Image-grounded pointing data:

+--

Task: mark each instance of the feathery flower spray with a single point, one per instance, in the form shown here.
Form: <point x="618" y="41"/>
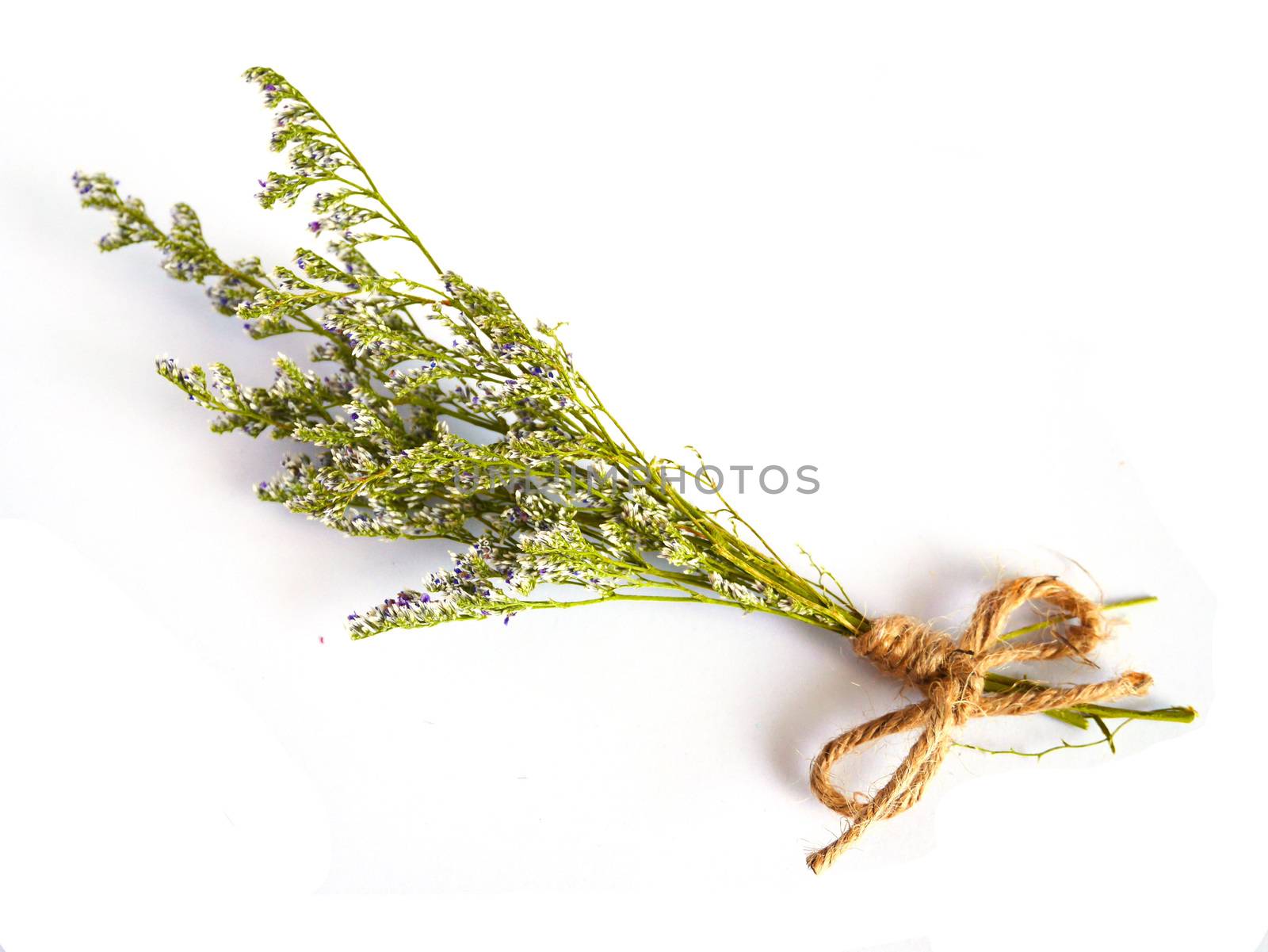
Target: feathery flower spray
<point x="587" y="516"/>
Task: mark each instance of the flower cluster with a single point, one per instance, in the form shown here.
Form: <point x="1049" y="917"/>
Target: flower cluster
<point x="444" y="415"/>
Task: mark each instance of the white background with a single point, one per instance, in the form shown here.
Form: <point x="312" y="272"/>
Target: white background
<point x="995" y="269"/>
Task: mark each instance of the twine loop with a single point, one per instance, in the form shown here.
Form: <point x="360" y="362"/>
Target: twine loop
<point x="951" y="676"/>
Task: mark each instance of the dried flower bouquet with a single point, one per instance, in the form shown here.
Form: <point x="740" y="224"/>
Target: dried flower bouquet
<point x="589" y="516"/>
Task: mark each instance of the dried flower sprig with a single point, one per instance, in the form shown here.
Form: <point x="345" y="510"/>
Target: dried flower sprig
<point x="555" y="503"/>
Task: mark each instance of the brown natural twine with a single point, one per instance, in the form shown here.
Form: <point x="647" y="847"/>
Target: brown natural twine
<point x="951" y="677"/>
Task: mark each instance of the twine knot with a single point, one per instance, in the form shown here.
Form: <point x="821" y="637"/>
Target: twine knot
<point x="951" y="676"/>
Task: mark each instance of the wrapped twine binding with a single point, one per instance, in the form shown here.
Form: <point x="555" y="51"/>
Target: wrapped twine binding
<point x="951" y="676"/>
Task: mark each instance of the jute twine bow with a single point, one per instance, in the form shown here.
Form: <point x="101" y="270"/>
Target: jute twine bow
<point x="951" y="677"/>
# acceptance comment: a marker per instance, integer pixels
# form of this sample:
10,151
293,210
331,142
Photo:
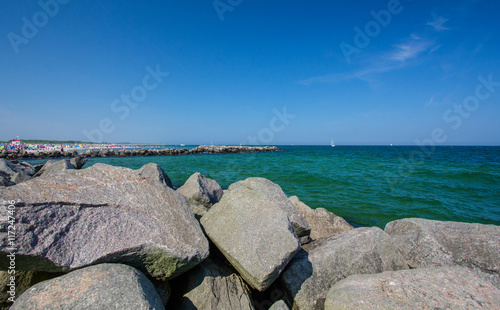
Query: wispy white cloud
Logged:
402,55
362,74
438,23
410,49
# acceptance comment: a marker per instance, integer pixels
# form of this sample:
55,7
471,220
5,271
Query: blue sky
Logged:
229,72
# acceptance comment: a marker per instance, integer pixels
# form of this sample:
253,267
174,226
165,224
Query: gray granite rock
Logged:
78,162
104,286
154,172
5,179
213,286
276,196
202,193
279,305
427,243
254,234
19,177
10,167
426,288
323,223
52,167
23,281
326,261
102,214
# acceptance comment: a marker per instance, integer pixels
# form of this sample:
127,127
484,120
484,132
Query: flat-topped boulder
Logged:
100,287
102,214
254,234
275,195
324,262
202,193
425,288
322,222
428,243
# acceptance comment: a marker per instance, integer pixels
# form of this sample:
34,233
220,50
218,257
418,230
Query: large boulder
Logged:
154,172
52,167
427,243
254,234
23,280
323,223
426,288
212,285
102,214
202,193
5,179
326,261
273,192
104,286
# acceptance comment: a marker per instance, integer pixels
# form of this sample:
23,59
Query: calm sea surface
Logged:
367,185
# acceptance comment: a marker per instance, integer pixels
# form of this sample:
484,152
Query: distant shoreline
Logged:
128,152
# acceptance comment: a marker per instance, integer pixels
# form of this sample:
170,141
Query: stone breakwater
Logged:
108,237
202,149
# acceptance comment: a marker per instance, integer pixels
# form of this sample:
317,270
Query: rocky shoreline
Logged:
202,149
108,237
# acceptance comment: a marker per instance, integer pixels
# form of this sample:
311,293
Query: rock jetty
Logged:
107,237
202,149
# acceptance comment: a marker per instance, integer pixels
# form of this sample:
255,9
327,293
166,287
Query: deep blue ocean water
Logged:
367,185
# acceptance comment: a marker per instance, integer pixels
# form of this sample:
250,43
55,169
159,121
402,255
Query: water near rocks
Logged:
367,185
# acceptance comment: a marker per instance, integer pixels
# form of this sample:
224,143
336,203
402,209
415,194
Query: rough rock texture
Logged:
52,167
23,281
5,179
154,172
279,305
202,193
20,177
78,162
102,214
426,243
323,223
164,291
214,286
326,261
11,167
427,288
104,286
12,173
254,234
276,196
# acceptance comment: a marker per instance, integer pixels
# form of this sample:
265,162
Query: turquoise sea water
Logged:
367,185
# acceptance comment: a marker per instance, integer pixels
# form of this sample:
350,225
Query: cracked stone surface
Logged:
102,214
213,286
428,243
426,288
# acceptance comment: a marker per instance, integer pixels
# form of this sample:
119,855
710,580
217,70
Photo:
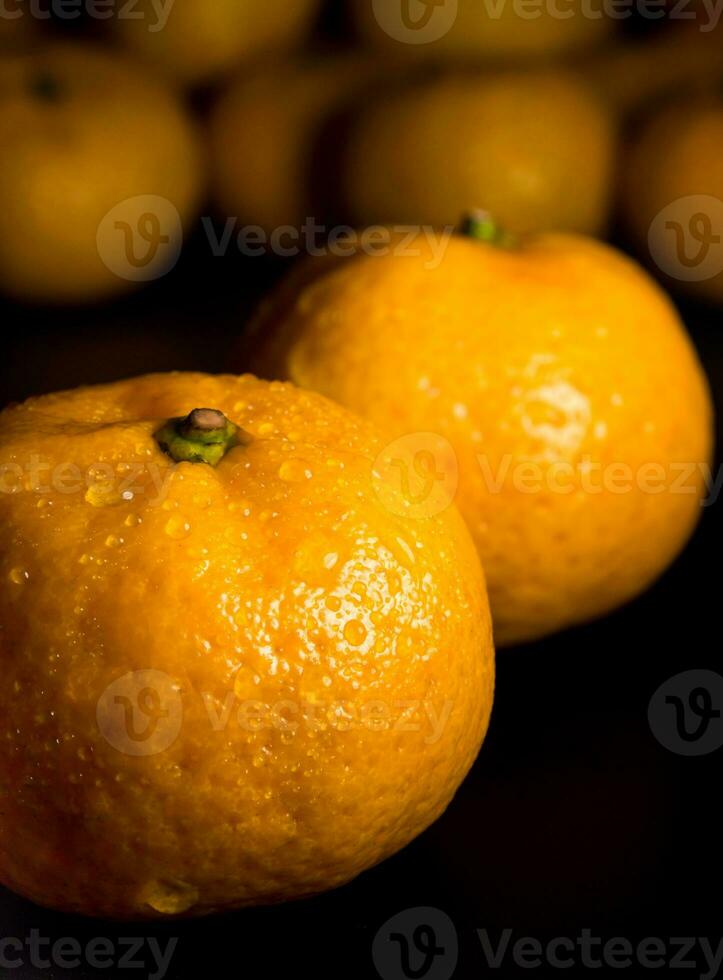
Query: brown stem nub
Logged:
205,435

+--

▸ **ASSIGNED TASK**: Which lines of the entries above contain the word "blue"? Copy each of them.

▸ **ANSWER BOX**:
Query: blue sky
Query: deep blue ocean water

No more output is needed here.